How to complete this task
Transcribe all of the data exactly. Images stay out.

[Image-backed grounding data]
════════════════

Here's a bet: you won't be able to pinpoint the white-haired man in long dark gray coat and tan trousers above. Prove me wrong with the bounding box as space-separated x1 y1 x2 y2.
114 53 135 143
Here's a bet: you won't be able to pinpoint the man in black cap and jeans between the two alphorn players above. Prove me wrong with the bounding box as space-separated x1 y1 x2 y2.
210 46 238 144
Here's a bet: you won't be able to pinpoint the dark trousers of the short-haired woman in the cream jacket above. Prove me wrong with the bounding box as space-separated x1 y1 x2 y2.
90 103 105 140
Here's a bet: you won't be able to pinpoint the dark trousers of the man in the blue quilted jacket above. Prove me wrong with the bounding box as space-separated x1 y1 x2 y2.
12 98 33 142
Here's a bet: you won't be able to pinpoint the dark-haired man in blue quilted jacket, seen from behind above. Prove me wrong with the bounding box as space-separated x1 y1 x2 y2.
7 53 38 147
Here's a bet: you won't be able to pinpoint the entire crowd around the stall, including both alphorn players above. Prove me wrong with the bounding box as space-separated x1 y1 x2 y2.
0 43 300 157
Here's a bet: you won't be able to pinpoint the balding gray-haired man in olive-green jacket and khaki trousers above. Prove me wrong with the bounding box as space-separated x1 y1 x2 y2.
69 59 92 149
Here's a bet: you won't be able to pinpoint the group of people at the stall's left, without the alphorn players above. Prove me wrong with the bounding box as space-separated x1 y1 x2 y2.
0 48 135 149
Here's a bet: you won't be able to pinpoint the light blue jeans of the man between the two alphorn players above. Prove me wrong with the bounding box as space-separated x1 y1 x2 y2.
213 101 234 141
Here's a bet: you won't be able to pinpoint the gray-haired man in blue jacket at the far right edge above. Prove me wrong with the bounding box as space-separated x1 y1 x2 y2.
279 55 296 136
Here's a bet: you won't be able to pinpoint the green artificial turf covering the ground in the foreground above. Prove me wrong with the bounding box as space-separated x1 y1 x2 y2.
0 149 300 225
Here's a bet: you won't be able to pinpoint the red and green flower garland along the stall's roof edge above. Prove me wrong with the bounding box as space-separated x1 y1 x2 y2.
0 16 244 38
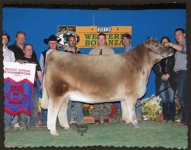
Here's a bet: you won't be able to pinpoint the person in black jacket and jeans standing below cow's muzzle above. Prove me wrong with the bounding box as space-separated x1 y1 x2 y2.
153 37 176 123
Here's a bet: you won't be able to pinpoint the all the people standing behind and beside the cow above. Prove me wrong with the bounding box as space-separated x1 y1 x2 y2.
2 29 188 130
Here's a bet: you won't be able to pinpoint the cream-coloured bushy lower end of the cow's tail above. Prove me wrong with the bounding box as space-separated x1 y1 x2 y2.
41 74 48 109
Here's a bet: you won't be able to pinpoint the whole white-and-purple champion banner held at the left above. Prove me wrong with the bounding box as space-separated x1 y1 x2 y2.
4 62 36 115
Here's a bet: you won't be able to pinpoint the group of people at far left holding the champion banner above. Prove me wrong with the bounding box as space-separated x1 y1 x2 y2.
2 32 42 130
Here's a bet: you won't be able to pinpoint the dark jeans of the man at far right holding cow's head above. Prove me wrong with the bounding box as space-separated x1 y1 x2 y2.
176 70 188 125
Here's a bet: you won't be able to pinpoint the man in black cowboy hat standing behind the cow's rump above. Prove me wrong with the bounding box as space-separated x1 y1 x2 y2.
39 35 61 126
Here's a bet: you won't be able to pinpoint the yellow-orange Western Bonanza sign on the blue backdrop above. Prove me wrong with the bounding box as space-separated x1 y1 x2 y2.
56 26 132 48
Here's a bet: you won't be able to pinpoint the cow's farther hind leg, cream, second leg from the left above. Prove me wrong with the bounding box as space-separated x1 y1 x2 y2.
58 100 70 130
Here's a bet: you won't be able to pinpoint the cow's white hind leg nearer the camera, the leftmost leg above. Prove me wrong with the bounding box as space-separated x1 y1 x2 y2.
47 97 63 136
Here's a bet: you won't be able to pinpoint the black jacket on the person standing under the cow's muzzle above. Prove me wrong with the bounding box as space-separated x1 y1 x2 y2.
153 55 176 94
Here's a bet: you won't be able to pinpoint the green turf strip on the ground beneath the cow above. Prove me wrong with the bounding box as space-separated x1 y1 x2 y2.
4 121 188 148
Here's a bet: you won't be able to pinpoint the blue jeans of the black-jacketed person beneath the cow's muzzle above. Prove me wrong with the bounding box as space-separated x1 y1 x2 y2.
159 80 176 121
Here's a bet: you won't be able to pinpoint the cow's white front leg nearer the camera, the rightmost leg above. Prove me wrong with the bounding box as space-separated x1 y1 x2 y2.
125 98 139 128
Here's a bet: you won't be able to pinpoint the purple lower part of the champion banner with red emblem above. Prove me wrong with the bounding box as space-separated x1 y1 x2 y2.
4 78 34 115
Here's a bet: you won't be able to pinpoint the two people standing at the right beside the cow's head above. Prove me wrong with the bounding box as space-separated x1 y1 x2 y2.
153 28 188 127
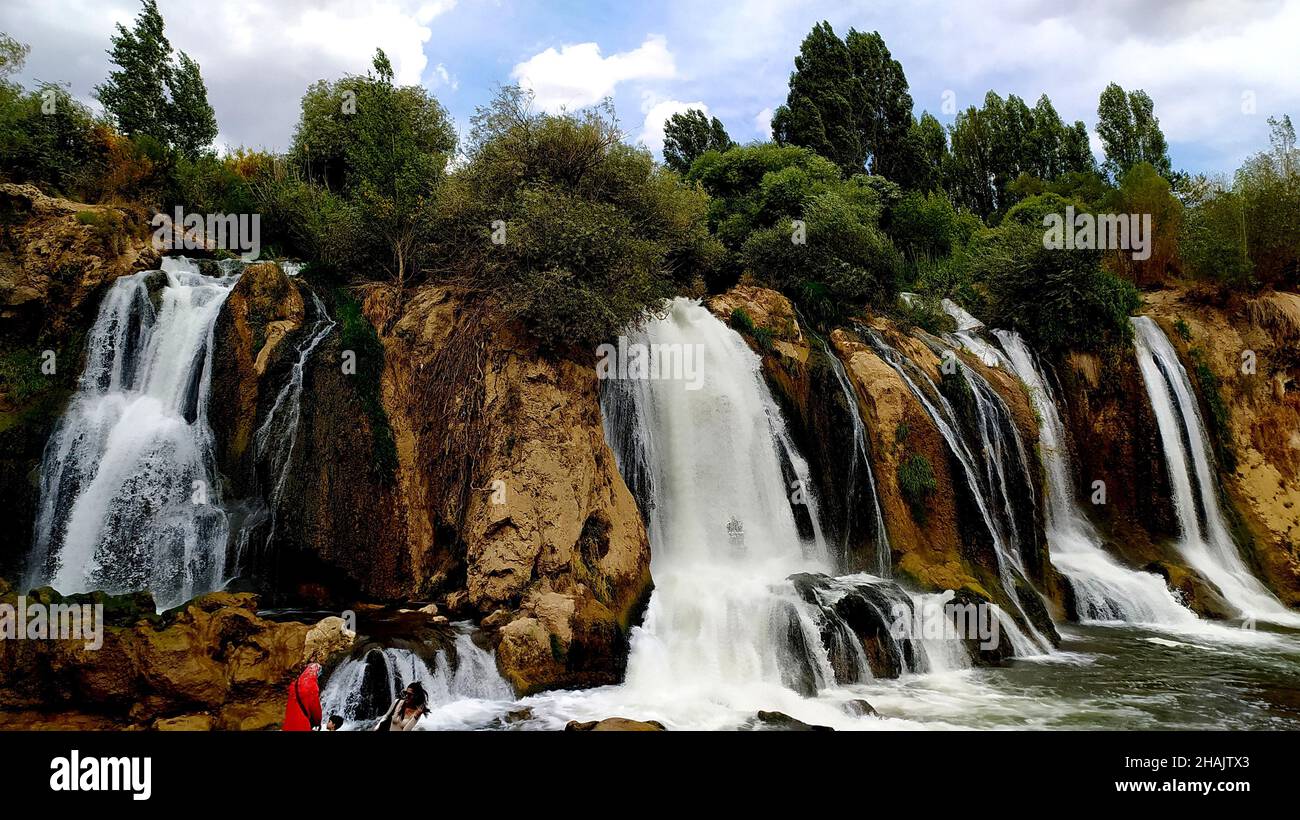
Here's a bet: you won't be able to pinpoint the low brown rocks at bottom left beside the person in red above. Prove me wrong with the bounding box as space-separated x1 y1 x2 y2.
0 593 332 730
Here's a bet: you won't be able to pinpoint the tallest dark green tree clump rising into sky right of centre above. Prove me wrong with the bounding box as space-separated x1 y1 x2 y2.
772 22 913 178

════════════════

Answer to this problem
Here's a bet: you won't be able to pinpoint the white-haired man in long dark gray coat and tan trousers above. Prove me wrong with the bounding box as space-separated x1 y1 x2 y2.
114 53 135 143
Here's a bet: you won't be able to pinpoint the man in black cap and jeans between the two alphorn players above. Prove me wrong with the bounding box as space-separated x1 y1 x2 y2.
210 46 238 144
Here's a bet: you won't be able to pinpoint the dark trousers of the short-haired woman in the cream jacket above. Prove me wrong with the bounding box as space-separated x1 y1 x2 y2.
90 103 105 140
Here's a bet: you won't be able to pinpoint the dark trousers of the man in the blue quilted jacket above. Prove me wrong with the bounding box as space-separated x1 y1 x2 y2.
12 98 33 142
Here's a bet: you won't be able to pinpoint the dark-haired man in blue quilted jacket, seen from behind above. Prove me wrong with the bounding box as space-separated x1 y1 x2 y2.
7 53 38 147
Here's a bet: you won't be able to pinpoint the entire crowd around the stall, including both alphorn players above. Prove me wrong with the bounding box as space-separated x1 y1 x2 y2.
0 43 300 157
Here's a bet: you won't be able to pinpoint the balding gray-haired man in olive-green jacket and khaki trousers above. Prove me wrong with the bounding box as space-separated x1 y1 x2 y2.
69 59 92 149
Here's a bet: you won't be able to pinpoint the group of people at the stall's left, without the alphorn players above. Prove me wrong with the bounding box as space-separated x1 y1 x2 y2.
0 48 135 149
Here's a bet: you won't be able to pinpoint the light blue jeans of the man between the two alphorn players above. Prove me wrong with the bounding box as space-separated x1 y1 x2 y2.
213 101 234 141
Here's a bet: you won't be able to pinpoint the gray-haired man in blue jacket at the far right edge above. Prove me wrong with the bounding box as space-separated x1 y1 x2 y2.
279 55 296 136
Here's a bet: you won't be able to pinpoint the green artificial turf covering the ground in the foreground above. Prove me wrong with the bounding box as space-separated x1 y1 x2 y2.
0 149 300 225
Here's a bet: you won't be able to pinpoint the red and green flower garland along the stall's roof edge above. Prove me wrong with the bounding box as space-separated x1 y1 x2 y2.
0 16 244 38
Here's a bet: you won't be able to pinpoint the person in black jacket and jeans standing below cow's muzzle above. Prove me wrong with the bounding box as space-separated x1 y1 x2 y2.
153 37 176 123
Here's a bet: you won't be able to pinpoint the all the people standing behind and beside the cow above. Prove me wrong with the bounding box as space-separated x1 y1 x2 y2.
2 29 188 130
Here's a bet: you won't be able to pinpoint the cream-coloured bushy lower end of the cow's tail above. Prove me wrong with the bounding box as space-separated x1 y1 x2 y2.
41 74 48 109
Here's a bet: you won't be able to pinpoint the whole white-and-purple champion banner held at the left above. Prove me wrong with the bounding box as space-separated x1 y1 x2 y2.
4 62 36 115
Here's a bet: you won't be able to pinpoint the group of people at far left holding the champion banner above. Prove me wrong with the bounding box as space-separated x1 y1 x2 y2.
2 32 42 130
Here's a bet: you won't be able to pinpoint the dark jeans of the man at far right holding cow's head above. Prove me wrong with the bounding box as space-separated x1 y1 x2 y2.
176 70 188 125
Here's a bet: you won't be able to pinpoint the man in black cowboy hat standing behind the cow's rump above. Prove me wrong with the bounding box as space-separated x1 y1 x2 y2.
39 35 61 126
Here's a bet: you won't be able to pinpoint the yellow-orange Western Bonanza sign on the blue backdrop above. Prove me wrong with the bounding box as space-separated x1 y1 x2 y2.
56 26 132 48
Here's a bet: you won't be able to pinpoint the cow's farther hind leg, cream, second leg from the left above. Prove me wrong with the bounding box as space-separated x1 y1 x2 y2.
58 100 70 130
Here's a bet: you won't be able to pinpoint the cow's white hind leg nearer the camera, the leftmost leg above. Prove me wrong with the bounding box as space-separated x1 y1 x2 y2.
47 97 63 136
Here's a bet: you won't be able to pinpoint the black jacket on the person standing under the cow's muzzle above. Prove me wrong with the bounding box as space-separated x1 y1 x2 y2.
153 55 176 94
Here's a bet: you won't be able to pinpoint the green turf strip on the ground beneath the cow above. Prove me wrong with the bounding box as space-separated x1 y1 x2 y2.
4 121 188 148
Here's a bet: you won't be able to pinpoint the blue jeans of the black-jacketed person beneath the cow's muzzle above. Prove me wrong with the bounding box as space-separated x1 y1 x2 y2.
159 80 176 121
Here's a bet: you won't be able to pinpoint the cow's white front leg nearer the camera, the rightmost leg above. Prove me wrong with the bounding box as space-separated x1 y1 x2 y2.
125 98 139 128
Here's a bet: you won't be able to pinpoint the purple lower part of the champion banner with red emblem above. Prove me wrong with the bounding box as space-separated x1 y1 x2 y2.
4 78 34 115
Here's a bet: you won't be able to pinpoint the two people standing at the right beside the cow's head above. Prove me wrong with the bounding box as space-separated x1 y1 x2 y2.
153 28 188 127
Here's a bet: you won't be able to pinpoint the low brown rocks at bottom left beside the person in red above. Prove me wrong with the bounding box as space-separated x1 y1 x2 y2.
0 593 332 730
Here's a bet: you won't be able to pinpoint the tallest dark green tree clump rising into sky right of centre above. Prove me wrong with the bounding box as space-separated x1 y1 x2 y2.
772 22 913 178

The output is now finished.